- RECORDS SHOWN:
○ ○ ○
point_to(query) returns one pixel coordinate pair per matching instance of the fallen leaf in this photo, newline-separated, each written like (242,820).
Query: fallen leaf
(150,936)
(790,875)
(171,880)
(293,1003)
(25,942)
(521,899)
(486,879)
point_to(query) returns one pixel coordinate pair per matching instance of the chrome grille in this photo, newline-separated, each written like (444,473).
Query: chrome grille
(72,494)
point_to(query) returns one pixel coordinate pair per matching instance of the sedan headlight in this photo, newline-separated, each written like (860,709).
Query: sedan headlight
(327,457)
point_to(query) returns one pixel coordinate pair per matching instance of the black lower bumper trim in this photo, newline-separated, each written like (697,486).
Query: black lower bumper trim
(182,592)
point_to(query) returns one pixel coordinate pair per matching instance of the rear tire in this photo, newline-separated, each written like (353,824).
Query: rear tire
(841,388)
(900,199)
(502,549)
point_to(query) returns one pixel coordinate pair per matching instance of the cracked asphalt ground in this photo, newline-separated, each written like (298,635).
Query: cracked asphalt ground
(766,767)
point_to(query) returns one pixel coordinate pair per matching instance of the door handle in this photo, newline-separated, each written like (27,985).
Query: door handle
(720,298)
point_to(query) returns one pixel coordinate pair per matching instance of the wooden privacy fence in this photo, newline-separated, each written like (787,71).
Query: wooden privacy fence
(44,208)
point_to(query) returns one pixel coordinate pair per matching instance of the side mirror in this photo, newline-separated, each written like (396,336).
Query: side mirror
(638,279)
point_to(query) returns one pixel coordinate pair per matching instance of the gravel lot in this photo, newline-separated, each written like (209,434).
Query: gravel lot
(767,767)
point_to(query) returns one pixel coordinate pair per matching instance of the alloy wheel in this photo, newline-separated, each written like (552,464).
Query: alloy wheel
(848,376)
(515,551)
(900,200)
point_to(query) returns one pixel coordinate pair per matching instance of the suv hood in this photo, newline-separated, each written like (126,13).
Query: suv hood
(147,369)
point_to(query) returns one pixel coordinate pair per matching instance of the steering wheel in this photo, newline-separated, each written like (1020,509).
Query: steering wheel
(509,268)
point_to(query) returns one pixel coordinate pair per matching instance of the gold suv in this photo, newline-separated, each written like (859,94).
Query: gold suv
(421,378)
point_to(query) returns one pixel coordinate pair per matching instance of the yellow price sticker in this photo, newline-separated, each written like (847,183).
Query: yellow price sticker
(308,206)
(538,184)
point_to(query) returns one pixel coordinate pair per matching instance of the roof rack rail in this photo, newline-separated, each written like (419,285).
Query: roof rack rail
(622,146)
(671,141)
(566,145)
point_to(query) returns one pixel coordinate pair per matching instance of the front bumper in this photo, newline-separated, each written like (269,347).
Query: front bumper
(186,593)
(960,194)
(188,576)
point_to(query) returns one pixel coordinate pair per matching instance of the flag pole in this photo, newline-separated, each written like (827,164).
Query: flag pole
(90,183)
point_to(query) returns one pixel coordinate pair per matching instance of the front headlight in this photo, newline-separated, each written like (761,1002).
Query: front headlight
○ ○ ○
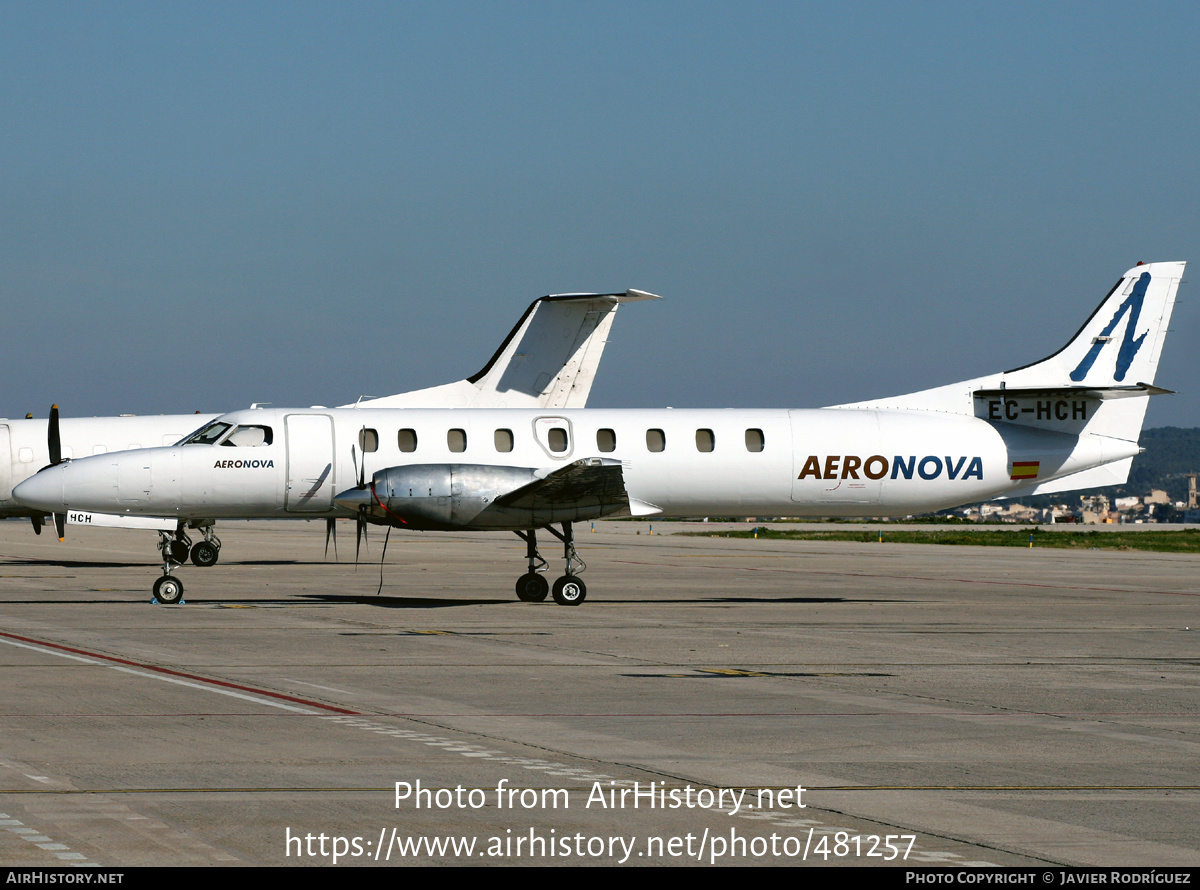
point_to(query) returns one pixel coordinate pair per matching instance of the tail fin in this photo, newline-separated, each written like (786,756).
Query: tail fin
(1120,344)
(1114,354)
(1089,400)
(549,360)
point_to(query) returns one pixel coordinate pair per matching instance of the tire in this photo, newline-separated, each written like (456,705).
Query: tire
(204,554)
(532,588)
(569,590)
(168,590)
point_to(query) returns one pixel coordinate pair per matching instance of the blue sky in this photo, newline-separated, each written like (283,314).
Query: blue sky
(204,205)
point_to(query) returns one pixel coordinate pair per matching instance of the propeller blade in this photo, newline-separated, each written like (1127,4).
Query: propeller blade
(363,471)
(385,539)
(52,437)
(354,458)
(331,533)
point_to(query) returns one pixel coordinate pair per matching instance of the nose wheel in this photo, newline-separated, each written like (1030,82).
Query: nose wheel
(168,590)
○ ○ ○
- WHAT IS BEING ASKED:
How many lines in the entries above contain the string "side", with case counting? Reply with the number alone.

- RESULT OF THIS TASK:
2